In the similarity ratio code below, which module supplies normalize_features?

Excerpted passage:
╭──

Similarity ratio const denom

Python
from typing import List

import numpy as np
import pandas as pd
import plotly.express as px
from plotly.subplots import make_subplots
from sklearn.metrics import roc_curve, roc_auc_score
import torch

from prompt_playground.actionclip import (
    images_features_df,
    get_images_features,
    get_all_text_features,
    get_text_features,
    VARIATION_NAMES,
)
from prompt_playground.tensor_utils import normalize_features
Created a temporary directory at /var/folders/yc/slfs2kzs1d72wd8b20xw0nf80000gn/T/tmp9y5ffzs_
Writing /var/folders/yc/slfs2kzs1d72wd8b20xw0nf80000gn/T/tmp9y5ffzs_/_remote_module_non_scriptable.py

Python
def get_similarities(
    variation: str,
    texts: List[str],
):
    assert len(texts) > 0
    assert variation in VARIATION_NAMES

    images_features = normalize_features(get_images_features(variation))
    texts_features = get_all_text_features(texts, variation, True)

    similarities = images_features @ texts_features.T

    return similarities


def infer(TEXTS: List[str], TEXT_CLASSIFICATIONS: List[bool], VARIATION: str):
    similarities = get_similarities(VARIATION, TEXTS)

    alarms_series = images_features_df(VARIATION)["Alarm"]

    df = (
        pd.DataFrame(
            [
                [clip, alarms_series[clip], text, True, clip_similarity]
                for clip, clip_similarities in zip(alarms_series.index, similarities)
                for text, clip_similarity in zip(TEXTS, clip_similarities)
            ],
            columns=["clip", "y_true", "text", "y_predict", "similarity"],
        )
        .rename(columns={"classification": "y_predict"})
        .sort_values(["clip", "y_true", "y_predict", "text"])
        .reset_index(drop=True)
    )

    unique_y_true = df["y_true"].unique()

    fig = make_subplots(
        rows=1,
        cols=4,
        column_widths=[0.3, 0.2, 0.3, 0.2],
        shared_yaxes=True,
        y_title="similarity",
        subplot_titles=[
            f"y_true={y_true}" for y_true in unique_y_true for _ in range(2)

╰──

(Labeled area outline items)
╭──

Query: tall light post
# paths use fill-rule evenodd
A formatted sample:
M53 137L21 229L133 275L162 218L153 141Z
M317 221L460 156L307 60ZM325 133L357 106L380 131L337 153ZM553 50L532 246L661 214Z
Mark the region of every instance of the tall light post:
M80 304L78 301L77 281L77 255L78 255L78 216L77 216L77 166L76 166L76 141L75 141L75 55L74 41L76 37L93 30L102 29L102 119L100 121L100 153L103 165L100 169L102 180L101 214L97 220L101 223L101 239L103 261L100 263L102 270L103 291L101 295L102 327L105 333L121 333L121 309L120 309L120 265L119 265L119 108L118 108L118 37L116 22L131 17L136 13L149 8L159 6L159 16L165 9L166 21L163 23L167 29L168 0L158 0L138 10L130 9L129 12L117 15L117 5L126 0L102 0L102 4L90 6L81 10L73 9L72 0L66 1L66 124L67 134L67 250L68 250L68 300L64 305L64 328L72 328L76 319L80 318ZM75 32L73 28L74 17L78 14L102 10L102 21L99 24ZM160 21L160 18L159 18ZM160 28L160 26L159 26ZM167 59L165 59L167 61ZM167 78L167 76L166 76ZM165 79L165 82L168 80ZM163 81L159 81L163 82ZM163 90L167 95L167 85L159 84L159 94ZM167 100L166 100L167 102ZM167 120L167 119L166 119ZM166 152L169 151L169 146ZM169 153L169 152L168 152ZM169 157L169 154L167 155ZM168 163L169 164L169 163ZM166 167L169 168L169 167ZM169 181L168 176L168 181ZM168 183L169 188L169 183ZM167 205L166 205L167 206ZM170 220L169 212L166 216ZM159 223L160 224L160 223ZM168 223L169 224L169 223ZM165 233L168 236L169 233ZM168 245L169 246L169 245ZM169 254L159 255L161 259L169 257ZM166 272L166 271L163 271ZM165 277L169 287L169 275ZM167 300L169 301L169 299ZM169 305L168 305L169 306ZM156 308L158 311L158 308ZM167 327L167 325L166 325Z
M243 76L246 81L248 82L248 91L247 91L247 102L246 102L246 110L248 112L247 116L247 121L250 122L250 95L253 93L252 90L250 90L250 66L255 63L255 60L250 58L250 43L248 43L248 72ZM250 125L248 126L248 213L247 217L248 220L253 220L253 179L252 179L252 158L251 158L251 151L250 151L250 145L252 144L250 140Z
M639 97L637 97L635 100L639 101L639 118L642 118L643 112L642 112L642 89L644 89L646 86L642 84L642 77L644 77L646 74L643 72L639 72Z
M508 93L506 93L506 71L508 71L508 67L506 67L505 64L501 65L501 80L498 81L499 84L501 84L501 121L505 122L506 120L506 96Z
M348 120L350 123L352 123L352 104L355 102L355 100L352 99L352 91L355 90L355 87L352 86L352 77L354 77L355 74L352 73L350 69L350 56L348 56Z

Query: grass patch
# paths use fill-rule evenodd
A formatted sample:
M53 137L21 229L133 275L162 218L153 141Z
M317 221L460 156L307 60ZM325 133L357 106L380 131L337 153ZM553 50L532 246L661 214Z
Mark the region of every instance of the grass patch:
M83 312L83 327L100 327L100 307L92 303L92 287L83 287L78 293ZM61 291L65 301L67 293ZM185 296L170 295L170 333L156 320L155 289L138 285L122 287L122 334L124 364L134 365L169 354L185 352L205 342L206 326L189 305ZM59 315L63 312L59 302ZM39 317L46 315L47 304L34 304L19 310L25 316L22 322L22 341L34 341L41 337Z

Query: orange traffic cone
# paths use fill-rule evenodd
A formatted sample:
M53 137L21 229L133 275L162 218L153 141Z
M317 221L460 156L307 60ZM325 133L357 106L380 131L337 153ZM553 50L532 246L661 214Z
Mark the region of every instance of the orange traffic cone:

╰──

Output: prompt_playground.tensor_utils